→ **What the task requires**: Repeat every line of the rows below word for word, leaving out the pictures.

Position annotation rows
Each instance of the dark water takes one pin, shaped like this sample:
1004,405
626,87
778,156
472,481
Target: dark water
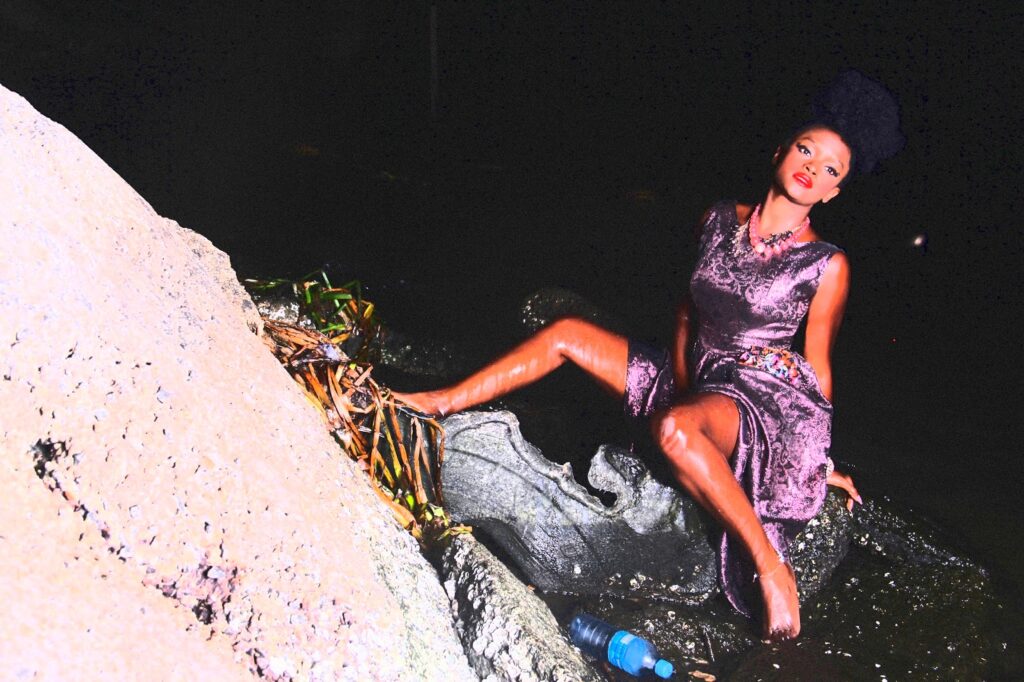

→ **Reply**:
Each instance of the dark water takes one pin, shaped like this sample:
1004,405
626,87
778,156
472,481
Target: dark water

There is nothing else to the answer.